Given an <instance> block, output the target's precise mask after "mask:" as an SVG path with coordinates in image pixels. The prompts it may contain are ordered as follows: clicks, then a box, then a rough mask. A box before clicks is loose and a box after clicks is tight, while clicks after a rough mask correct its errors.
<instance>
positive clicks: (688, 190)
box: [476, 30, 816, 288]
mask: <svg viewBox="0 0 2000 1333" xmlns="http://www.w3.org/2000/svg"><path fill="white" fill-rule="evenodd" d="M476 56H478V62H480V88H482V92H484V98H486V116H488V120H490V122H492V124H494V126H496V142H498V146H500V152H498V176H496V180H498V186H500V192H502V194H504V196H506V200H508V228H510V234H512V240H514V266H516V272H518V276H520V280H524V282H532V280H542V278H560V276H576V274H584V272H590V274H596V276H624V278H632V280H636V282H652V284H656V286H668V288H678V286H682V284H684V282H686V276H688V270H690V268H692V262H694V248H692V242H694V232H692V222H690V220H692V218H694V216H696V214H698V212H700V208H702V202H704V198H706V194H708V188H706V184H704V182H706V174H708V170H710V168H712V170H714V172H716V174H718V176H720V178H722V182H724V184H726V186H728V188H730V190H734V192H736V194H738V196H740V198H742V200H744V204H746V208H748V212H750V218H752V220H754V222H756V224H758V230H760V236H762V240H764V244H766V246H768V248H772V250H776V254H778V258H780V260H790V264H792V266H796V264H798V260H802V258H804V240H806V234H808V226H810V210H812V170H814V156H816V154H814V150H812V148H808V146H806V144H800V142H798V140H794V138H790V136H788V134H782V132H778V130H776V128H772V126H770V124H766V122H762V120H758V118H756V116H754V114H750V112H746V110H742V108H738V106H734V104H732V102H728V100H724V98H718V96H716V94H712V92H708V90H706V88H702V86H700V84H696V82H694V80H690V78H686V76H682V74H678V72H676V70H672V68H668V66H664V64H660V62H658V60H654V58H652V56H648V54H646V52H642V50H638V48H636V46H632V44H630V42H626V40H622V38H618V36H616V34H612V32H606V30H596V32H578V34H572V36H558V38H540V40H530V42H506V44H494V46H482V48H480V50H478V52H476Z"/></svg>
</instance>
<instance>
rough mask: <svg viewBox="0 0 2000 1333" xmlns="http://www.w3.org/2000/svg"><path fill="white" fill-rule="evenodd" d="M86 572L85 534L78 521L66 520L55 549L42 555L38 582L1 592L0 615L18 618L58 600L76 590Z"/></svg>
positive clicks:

———

### [WORK REQUEST]
Should a line in the material contain "rough", copy it.

### [TASK RESULT]
Given an <instance> block, output the target's precise mask after "mask:" as an SVG path with coordinates in image pixels. The prompts it may contain are ordered as follows: clicks, then a box, then a rough mask. A box before clicks is loose and a box after clicks is tight, while clicks after a rough mask correct its errors.
rough mask: <svg viewBox="0 0 2000 1333" xmlns="http://www.w3.org/2000/svg"><path fill="white" fill-rule="evenodd" d="M86 572L85 534L78 521L66 520L55 549L42 555L38 582L1 592L0 615L18 618L58 600L76 590Z"/></svg>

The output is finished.